*** Opening Dataset entries ***

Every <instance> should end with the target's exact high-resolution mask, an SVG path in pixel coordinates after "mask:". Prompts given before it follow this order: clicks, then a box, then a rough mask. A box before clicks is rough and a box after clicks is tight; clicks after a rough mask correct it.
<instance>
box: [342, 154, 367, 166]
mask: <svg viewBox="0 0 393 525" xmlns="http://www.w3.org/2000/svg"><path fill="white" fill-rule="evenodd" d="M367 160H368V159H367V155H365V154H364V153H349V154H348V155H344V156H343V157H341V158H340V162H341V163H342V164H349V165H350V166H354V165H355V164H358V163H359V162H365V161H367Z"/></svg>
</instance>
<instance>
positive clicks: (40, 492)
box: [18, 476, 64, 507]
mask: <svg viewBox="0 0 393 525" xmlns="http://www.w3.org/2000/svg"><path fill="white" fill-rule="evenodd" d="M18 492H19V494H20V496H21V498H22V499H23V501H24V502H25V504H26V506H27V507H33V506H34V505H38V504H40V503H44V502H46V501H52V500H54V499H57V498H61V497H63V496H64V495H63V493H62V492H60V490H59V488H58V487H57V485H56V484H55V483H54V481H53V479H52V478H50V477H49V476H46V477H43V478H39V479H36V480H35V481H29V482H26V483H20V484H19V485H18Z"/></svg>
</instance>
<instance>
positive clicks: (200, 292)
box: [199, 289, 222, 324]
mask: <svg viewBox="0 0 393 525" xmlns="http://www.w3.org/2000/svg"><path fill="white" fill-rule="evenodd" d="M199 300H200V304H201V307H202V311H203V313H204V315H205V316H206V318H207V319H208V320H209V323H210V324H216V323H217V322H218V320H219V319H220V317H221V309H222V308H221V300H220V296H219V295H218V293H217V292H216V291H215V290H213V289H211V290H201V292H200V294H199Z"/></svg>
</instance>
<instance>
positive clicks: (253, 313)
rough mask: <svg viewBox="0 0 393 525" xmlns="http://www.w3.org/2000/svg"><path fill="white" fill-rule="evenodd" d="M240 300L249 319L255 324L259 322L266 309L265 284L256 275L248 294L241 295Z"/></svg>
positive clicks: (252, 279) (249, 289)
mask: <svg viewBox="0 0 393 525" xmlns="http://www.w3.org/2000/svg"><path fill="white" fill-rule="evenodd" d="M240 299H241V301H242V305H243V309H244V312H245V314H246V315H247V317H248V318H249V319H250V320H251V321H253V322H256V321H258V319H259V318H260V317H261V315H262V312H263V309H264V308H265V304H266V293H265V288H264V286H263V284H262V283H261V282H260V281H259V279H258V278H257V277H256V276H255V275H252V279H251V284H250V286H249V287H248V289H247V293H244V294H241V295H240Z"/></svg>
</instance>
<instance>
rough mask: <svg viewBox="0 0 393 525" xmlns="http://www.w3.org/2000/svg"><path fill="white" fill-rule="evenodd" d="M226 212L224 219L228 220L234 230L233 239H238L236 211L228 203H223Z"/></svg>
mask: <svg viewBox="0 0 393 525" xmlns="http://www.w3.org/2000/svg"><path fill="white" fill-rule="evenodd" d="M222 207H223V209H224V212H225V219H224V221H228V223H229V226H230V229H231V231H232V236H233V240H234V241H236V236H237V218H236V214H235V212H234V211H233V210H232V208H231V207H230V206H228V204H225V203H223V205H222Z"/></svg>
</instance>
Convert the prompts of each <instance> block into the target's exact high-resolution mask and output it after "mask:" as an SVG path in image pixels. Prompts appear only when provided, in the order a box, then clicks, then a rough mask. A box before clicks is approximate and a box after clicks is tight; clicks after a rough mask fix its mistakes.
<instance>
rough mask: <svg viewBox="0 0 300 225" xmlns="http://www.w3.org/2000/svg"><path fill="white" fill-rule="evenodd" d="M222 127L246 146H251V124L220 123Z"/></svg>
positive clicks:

*** Closing Dataset entries ***

Please write out all of the records above, character for character.

→ **Worked solution**:
Every <instance> should end with the target's exact high-resolution mask, an SVG path in pixel coordinates after "mask:". Prompts given before it follow this order: clicks, then a box, then a rough mask. A box before clicks is rough and a box after clicks is tight; clicks after a rough mask correct it.
<instance>
box: [342, 154, 367, 166]
mask: <svg viewBox="0 0 393 525" xmlns="http://www.w3.org/2000/svg"><path fill="white" fill-rule="evenodd" d="M367 160H368V159H367V155H365V154H364V153H349V154H348V155H344V156H343V157H341V158H340V162H341V163H342V164H349V165H350V166H354V165H355V164H358V163H359V162H365V161H367Z"/></svg>
</instance>
<instance>
positive clicks: (40, 492)
box: [18, 476, 64, 507]
mask: <svg viewBox="0 0 393 525" xmlns="http://www.w3.org/2000/svg"><path fill="white" fill-rule="evenodd" d="M18 492H19V494H20V496H21V498H22V499H23V501H24V502H25V504H26V506H27V507H33V506H34V505H38V504H40V503H44V502H46V501H52V500H54V499H57V498H61V497H63V496H64V495H63V493H62V492H60V490H59V488H58V487H57V485H56V484H55V483H54V481H53V479H52V478H50V477H49V476H46V477H43V478H39V479H36V480H35V481H29V482H26V483H20V484H19V485H18Z"/></svg>
</instance>
<instance>
positive clicks: (200, 292)
box: [199, 289, 222, 324]
mask: <svg viewBox="0 0 393 525" xmlns="http://www.w3.org/2000/svg"><path fill="white" fill-rule="evenodd" d="M199 300H200V304H201V307H202V311H203V313H204V315H205V316H206V318H207V319H208V320H209V323H210V324H216V323H217V322H218V320H219V319H220V317H221V309H222V308H221V300H220V296H219V295H218V293H217V292H216V291H215V290H213V289H211V290H201V292H200V294H199Z"/></svg>
</instance>
<instance>
positive clicks: (253, 313)
rough mask: <svg viewBox="0 0 393 525" xmlns="http://www.w3.org/2000/svg"><path fill="white" fill-rule="evenodd" d="M240 300L249 319L255 324L259 322L266 309L265 284L256 275L248 294L241 295Z"/></svg>
positive clicks: (252, 279) (249, 289)
mask: <svg viewBox="0 0 393 525" xmlns="http://www.w3.org/2000/svg"><path fill="white" fill-rule="evenodd" d="M240 299H241V301H242V305H243V309H244V312H245V314H246V315H247V317H248V318H249V319H250V320H251V321H253V322H256V321H258V319H259V318H260V317H261V315H262V312H263V309H264V308H265V304H266V293H265V288H264V286H263V284H262V283H261V282H260V281H259V279H258V278H257V277H256V276H255V275H252V279H251V284H250V286H249V287H248V289H247V293H244V294H241V295H240Z"/></svg>
</instance>
<instance>
rough mask: <svg viewBox="0 0 393 525" xmlns="http://www.w3.org/2000/svg"><path fill="white" fill-rule="evenodd" d="M226 212L224 219L228 220L234 230L233 239H238L236 211L228 203H223Z"/></svg>
mask: <svg viewBox="0 0 393 525" xmlns="http://www.w3.org/2000/svg"><path fill="white" fill-rule="evenodd" d="M222 207H223V209H224V212H225V219H224V221H228V223H229V226H230V229H231V231H232V236H233V240H234V241H236V236H237V218H236V214H235V212H234V211H233V210H232V208H231V207H230V206H228V204H225V203H223V205H222Z"/></svg>
</instance>
Convert the prompts of each <instance> block into the target's exact high-resolution mask and output it after "mask:" as an SVG path in image pixels. Prompts appear only when provided, in the order a box, then clicks, then a rough mask. A box before clicks is approximate and a box after clicks is tight; clicks after a rough mask fix its mistakes.
<instance>
rough mask: <svg viewBox="0 0 300 225" xmlns="http://www.w3.org/2000/svg"><path fill="white" fill-rule="evenodd" d="M222 127L246 146H251V124L220 123Z"/></svg>
positive clicks:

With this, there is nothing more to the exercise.